■ **TASK REQUIREMENTS**:
Put the rows below into a Markdown table with the columns Number and Text, one table row per line with its number. Leave out any blank lines.

■ **MATERIAL**:
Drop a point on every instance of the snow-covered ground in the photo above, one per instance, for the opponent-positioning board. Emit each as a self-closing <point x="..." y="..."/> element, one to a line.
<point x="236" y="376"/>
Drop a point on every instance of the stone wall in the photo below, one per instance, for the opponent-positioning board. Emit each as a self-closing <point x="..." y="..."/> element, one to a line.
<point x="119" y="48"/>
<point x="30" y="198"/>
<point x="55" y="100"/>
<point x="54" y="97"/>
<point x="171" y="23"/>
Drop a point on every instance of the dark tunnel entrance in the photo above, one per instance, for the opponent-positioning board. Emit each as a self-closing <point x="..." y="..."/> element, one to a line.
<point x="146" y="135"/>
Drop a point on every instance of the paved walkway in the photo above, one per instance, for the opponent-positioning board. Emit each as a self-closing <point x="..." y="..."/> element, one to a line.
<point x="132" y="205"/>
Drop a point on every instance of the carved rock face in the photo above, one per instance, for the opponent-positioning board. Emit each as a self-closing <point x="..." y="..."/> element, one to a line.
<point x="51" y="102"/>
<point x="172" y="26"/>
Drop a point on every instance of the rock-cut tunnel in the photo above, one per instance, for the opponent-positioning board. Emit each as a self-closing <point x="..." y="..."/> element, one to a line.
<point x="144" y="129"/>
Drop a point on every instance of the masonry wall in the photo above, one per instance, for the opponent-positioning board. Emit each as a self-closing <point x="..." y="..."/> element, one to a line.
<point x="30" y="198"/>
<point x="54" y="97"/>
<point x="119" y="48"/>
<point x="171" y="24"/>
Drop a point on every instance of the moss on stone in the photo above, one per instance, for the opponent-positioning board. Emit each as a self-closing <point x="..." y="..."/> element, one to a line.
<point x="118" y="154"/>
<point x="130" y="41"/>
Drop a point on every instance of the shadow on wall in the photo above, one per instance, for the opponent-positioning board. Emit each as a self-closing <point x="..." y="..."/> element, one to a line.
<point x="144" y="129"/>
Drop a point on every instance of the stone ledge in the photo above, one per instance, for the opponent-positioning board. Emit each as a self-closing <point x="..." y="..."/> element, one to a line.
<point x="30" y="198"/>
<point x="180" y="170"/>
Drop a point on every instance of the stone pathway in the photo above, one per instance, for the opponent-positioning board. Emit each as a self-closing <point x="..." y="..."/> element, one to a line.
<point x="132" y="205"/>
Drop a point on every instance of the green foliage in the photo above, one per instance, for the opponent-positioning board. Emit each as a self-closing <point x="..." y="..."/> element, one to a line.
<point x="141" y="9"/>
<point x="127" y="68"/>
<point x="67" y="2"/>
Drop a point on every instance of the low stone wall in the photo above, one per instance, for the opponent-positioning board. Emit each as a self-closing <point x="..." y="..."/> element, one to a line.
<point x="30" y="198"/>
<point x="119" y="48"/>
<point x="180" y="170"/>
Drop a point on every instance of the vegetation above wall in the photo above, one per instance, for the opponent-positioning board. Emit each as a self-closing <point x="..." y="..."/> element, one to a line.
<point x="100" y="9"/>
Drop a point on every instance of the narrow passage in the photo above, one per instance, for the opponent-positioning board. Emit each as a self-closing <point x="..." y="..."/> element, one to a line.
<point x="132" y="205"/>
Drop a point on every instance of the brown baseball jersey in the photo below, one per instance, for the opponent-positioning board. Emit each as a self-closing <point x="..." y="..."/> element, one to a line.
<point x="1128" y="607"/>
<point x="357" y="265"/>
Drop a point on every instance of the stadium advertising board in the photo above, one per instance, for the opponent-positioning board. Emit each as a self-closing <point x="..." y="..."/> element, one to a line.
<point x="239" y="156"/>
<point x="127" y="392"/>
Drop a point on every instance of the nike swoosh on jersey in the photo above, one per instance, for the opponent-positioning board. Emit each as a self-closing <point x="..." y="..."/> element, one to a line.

■ **ANSWER TO THIS TASK**:
| Number | Text |
|---|---|
| 1 | Drop a point on every instance of the snow-covered ground in the photo above, one per instance, for the opponent-positioning board. Emit each as a self-closing <point x="..." y="..."/> element, one to a line. |
| 2 | <point x="236" y="376"/> |
| 3 | Drop a point on every instance of the stone wall in the photo below, one per instance, for the opponent-positioning board. Emit each as a self-closing <point x="..." y="..."/> element, one to a line. |
| 4 | <point x="119" y="48"/> |
| 5 | <point x="30" y="198"/> |
| 6 | <point x="55" y="100"/> |
| 7 | <point x="54" y="97"/> |
| 8 | <point x="171" y="23"/> |
| 9 | Drop a point on every instance of the dark tunnel entrance in the photo above, one per instance, for the opponent-positioning board. Emit each as a self-closing <point x="..." y="..."/> element, one to a line. |
| 10 | <point x="146" y="135"/> |
| 11 | Drop a point on every instance of the paved walkway in the photo above, one per instance, for the opponent-positioning board. Emit each as a self-closing <point x="..." y="..."/> element, one to a line. |
| 12 | <point x="132" y="205"/> |
| 13 | Drop a point on every instance of the carved rock face in the photo above, one per instance, for the opponent-positioning board. Emit each as a self-closing <point x="..." y="..."/> element, one to a line. |
| 14 | <point x="51" y="102"/> |
| 15 | <point x="172" y="26"/> |
| 16 | Drop a point on every instance of the rock-cut tunnel in the photo above, one per instance, for the opponent-positioning board. Emit each as a self-closing <point x="..." y="..."/> element, one to a line. |
| 17 | <point x="144" y="129"/> |
| 18 | Drop a point on every instance of the masonry wall in the photo above, one per instance, for the opponent-positioning board. Emit each as a self-closing <point x="..." y="..."/> element, one to a line. |
| 19 | <point x="30" y="198"/> |
| 20 | <point x="54" y="97"/> |
| 21 | <point x="119" y="48"/> |
| 22 | <point x="171" y="24"/> |
| 23 | Drop a point on every instance of the moss on stone in the photo above, one per instance, for the opponent-positioning board. Emit each as a self-closing <point x="..." y="..."/> element, one to a line. |
| 24 | <point x="118" y="154"/> |
| 25 | <point x="130" y="41"/> |
| 26 | Drop a point on every instance of the shadow on wall in the photo above, one per instance, for the opponent-positioning board. Emit each as a self-closing <point x="..." y="..."/> element, one to a line. |
| 27 | <point x="144" y="129"/> |
| 28 | Drop a point on every instance of the stone ledge in the photo above, one per instance, for the opponent-positioning board. Emit each as a self-closing <point x="..." y="..."/> element, one to a line. |
| 29 | <point x="30" y="198"/> |
| 30 | <point x="180" y="170"/> |
| 31 | Drop a point on every instance of the stone pathway in the photo above, one per instance, for the opponent-positioning board. Emit each as a self-closing <point x="..." y="..."/> element, one to a line. |
| 32 | <point x="132" y="205"/> |
| 33 | Drop a point on every instance of the green foliage in the photo above, one per instance, for the opponent-positioning board. Emit each as a self-closing <point x="..." y="..."/> element, one to a line. |
| 34 | <point x="141" y="9"/> |
| 35 | <point x="127" y="68"/> |
| 36 | <point x="67" y="2"/> |
| 37 | Drop a point on every instance of the low stone wall in the photo above, one per instance, for the opponent-positioning board. Emit each as a self-closing <point x="..." y="..."/> element, one to a line. |
| 38 | <point x="30" y="198"/> |
| 39 | <point x="119" y="48"/> |
| 40 | <point x="180" y="170"/> |
| 41 | Drop a point on every instance of the vegetation above wall in the photo above, one per instance, for the opponent-positioning board. Emit each as a self-closing <point x="..." y="..."/> element, one to a line. |
| 42 | <point x="100" y="9"/> |
| 43 | Drop a point on every instance of the narrow passage in the photo above, one per instance, for the opponent-positioning board. Emit each as a self-closing <point x="..." y="..."/> element, one to a line. |
| 44 | <point x="132" y="205"/> |
| 45 | Drop a point on every instance of the brown baseball jersey in the photo below, one per instance, for the opponent-positioning board. Emit each as a self-closing <point x="..." y="..."/> element, one to a line. |
| 46 | <point x="1128" y="607"/> |
| 47 | <point x="357" y="265"/> |
| 48 | Drop a point on every instance of the stadium advertising board in the photo above, one per instance, for the opponent-positioning board. Emit each as a self-closing <point x="..." y="..."/> element, one to a line. |
| 49 | <point x="239" y="156"/> |
| 50 | <point x="127" y="392"/> |
| 51 | Drop a point on every instance of the nike swoosh on jersey in the photo above, one per instance, for the opponent-positioning board. Emit each as a self-closing <point x="..." y="..."/> element, one to a line. |